** Exercise brief **
Copy every row of the data listing below without changing a single character.

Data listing
:::

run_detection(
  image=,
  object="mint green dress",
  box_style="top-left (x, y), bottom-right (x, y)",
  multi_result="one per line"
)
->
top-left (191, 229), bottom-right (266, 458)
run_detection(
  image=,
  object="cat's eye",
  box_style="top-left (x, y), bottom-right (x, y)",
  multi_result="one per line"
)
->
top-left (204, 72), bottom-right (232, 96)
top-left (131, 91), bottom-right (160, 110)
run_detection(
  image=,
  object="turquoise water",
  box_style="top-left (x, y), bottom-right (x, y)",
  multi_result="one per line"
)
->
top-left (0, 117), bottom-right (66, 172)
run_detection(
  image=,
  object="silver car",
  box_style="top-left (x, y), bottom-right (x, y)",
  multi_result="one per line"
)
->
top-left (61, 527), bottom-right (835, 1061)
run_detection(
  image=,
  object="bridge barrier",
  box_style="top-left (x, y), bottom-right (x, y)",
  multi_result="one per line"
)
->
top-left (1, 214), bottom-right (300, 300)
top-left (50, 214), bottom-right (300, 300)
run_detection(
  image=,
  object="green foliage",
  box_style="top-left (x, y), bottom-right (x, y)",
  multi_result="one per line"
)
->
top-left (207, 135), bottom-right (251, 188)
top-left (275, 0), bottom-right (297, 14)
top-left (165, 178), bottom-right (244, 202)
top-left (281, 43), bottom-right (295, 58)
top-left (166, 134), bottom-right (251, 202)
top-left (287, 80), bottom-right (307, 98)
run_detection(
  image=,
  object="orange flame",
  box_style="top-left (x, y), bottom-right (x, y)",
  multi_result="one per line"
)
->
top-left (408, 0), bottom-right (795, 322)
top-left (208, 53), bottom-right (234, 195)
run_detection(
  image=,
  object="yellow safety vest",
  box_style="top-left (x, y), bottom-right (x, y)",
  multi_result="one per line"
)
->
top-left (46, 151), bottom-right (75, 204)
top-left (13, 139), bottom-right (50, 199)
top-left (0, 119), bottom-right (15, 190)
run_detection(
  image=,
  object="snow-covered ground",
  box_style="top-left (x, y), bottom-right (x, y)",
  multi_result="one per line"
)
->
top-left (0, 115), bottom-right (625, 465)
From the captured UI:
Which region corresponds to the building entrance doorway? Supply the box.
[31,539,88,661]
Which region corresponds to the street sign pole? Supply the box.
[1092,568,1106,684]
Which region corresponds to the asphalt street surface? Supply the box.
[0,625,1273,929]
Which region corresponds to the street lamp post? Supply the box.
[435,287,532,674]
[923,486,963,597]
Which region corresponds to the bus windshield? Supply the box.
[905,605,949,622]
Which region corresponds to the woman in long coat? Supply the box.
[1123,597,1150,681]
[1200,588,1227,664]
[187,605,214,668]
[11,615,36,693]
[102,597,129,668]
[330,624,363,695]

:::

** Result of the exercise **
run_detection(
  image=,
  object="mint green dress",
  box_style="top-left (x, y), bottom-right (x, y)",
  multi_result="one per line"
)
->
top-left (191, 229), bottom-right (266, 458)
run_detection(
  image=,
  object="cat's eye",
  box_style="top-left (x, y), bottom-right (x, y)",
  multi_result="one per line"
)
->
top-left (204, 72), bottom-right (232, 96)
top-left (131, 91), bottom-right (160, 110)
run_detection(
  image=,
  object="turquoise water",
  box_style="top-left (x, y), bottom-right (x, y)",
  multi_result="one per line"
)
->
top-left (0, 117), bottom-right (66, 172)
run_detection(
  image=,
  object="silver car",
  box_style="top-left (x, y), bottom-right (x, y)",
  multi_result="one per line"
)
->
top-left (61, 527), bottom-right (835, 1061)
run_detection(
  image=,
  object="bridge barrier",
  box_style="top-left (x, y), bottom-right (x, y)",
  multi_result="one per line"
)
->
top-left (1, 214), bottom-right (300, 300)
top-left (50, 214), bottom-right (300, 300)
run_detection(
  image=,
  object="green foliage",
  box_style="top-left (x, y), bottom-right (x, y)",
  multi_result="one per line"
)
->
top-left (207, 135), bottom-right (251, 188)
top-left (275, 0), bottom-right (297, 14)
top-left (165, 178), bottom-right (244, 202)
top-left (281, 43), bottom-right (295, 58)
top-left (166, 134), bottom-right (251, 202)
top-left (287, 80), bottom-right (307, 98)
run_detection(
  image=,
  object="orange flame",
  box_style="top-left (x, y), bottom-right (x, y)",
  multi_result="one per line"
)
->
top-left (408, 0), bottom-right (795, 322)
top-left (208, 53), bottom-right (234, 195)
run_detection(
  image=,
  object="yellow safety vest",
  box_style="top-left (x, y), bottom-right (x, y)",
  multi_result="one per line"
)
->
top-left (46, 151), bottom-right (75, 204)
top-left (13, 139), bottom-right (50, 199)
top-left (0, 119), bottom-right (15, 190)
run_detection(
  image=,
  object="snow-covered ground",
  box_style="top-left (x, y), bottom-right (x, y)",
  multi_result="one per line"
)
->
top-left (0, 115), bottom-right (625, 465)
From the captured UI:
Which region corresponds to the building entrance doorway? Supply the box.
[31,539,88,661]
Which region corresponds to the street sign pole? Supply the box.
[1092,568,1106,684]
Which region corresponds to the asphalt street surface? Supply the box.
[0,625,1273,929]
Which region corresponds to the street lamp post? Supply the box.
[435,287,532,674]
[923,486,963,597]
Which region corresponds to the bus windshield? Supply the box.
[905,605,949,622]
Which region corresponds to the woman in long coat? Supply the box.
[1123,597,1150,681]
[1200,588,1227,664]
[187,605,214,668]
[11,615,36,693]
[102,597,129,668]
[330,624,363,695]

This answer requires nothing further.